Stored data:
####

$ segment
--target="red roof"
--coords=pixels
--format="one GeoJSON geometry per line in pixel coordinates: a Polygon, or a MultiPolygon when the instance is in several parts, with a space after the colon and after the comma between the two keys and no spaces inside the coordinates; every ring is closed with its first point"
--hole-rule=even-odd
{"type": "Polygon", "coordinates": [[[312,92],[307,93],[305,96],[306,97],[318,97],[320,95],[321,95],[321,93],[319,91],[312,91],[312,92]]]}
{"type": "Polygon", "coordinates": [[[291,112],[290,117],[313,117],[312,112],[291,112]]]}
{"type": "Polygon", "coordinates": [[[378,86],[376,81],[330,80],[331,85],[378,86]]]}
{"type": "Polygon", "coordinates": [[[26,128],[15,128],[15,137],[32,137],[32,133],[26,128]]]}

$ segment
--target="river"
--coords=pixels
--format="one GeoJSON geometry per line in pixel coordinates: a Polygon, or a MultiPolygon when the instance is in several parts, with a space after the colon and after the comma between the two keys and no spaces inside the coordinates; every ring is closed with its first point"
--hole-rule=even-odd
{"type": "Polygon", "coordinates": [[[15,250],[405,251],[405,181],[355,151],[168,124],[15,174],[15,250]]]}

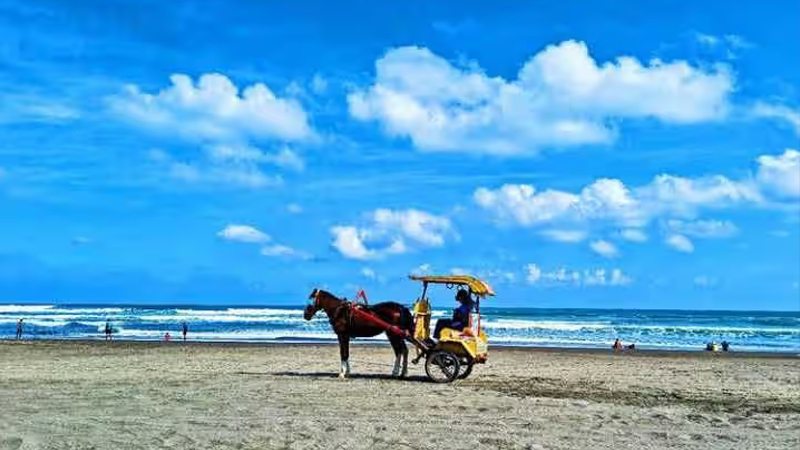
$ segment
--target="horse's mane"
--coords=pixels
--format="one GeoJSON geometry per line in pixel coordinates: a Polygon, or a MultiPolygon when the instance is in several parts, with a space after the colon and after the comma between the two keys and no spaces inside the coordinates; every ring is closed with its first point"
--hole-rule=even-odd
{"type": "MultiPolygon", "coordinates": [[[[334,300],[338,300],[340,302],[351,302],[351,303],[353,302],[352,300],[350,300],[350,299],[348,299],[346,297],[337,297],[336,295],[326,291],[325,289],[317,289],[317,295],[327,296],[327,297],[330,297],[330,298],[332,298],[334,300]]],[[[397,307],[397,308],[408,309],[407,306],[403,305],[400,302],[379,302],[379,303],[374,303],[374,304],[371,303],[371,304],[369,304],[369,308],[372,309],[372,308],[374,308],[374,307],[376,307],[378,305],[381,305],[381,306],[393,306],[393,307],[397,307]]]]}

####

__Problem to solve__. Reproduce the complete set of records verbatim and omit the pictures.

__Written solution__.
$ segment
--target="red roof"
--coords=pixels
--format="one GeoJSON geometry per line in pixel coordinates: a Polygon, or a MultiPolygon when the instance is in several parts, with a space after the colon and after the comma between the two keys and no spaces inside the coordinates; every ring is closed with its first point"
--hole-rule=even-odd
{"type": "Polygon", "coordinates": [[[312,92],[307,93],[305,96],[306,97],[318,97],[320,95],[321,95],[321,93],[319,91],[312,91],[312,92]]]}
{"type": "Polygon", "coordinates": [[[291,112],[290,117],[313,117],[312,112],[291,112]]]}
{"type": "Polygon", "coordinates": [[[378,86],[376,81],[330,80],[331,85],[378,86]]]}
{"type": "Polygon", "coordinates": [[[26,128],[15,128],[15,137],[32,137],[32,133],[26,128]]]}

$ segment
--target="river"
--coords=pixels
--format="one GeoJSON geometry per line in pixel coordinates: a Polygon, or a MultiPolygon when the instance is in several parts, with a space after the colon and after the comma between the two keys and no spaces inside the coordinates; every ring is closed with its first point"
--hole-rule=even-odd
{"type": "Polygon", "coordinates": [[[15,250],[405,251],[405,181],[355,151],[168,124],[15,174],[15,250]]]}

$ segment
--target="horse's mane"
--coords=pixels
--format="one GeoJSON geometry per line in pixel coordinates: a Polygon, or a MultiPolygon when the instance is in several parts, with a space after the colon and after the comma between the two keys and no spaces inside the coordinates; every ring is closed with its first point"
--hole-rule=even-odd
{"type": "MultiPolygon", "coordinates": [[[[334,300],[338,300],[340,302],[351,302],[351,303],[353,302],[352,300],[350,300],[350,299],[348,299],[346,297],[337,297],[336,295],[326,291],[325,289],[317,289],[317,295],[327,296],[327,297],[330,297],[330,298],[332,298],[334,300]]],[[[397,307],[397,308],[408,309],[407,306],[403,305],[400,302],[379,302],[379,303],[374,303],[374,304],[371,303],[371,304],[369,304],[369,308],[372,309],[372,308],[374,308],[374,307],[376,307],[378,305],[381,305],[381,306],[393,306],[393,307],[397,307]]]]}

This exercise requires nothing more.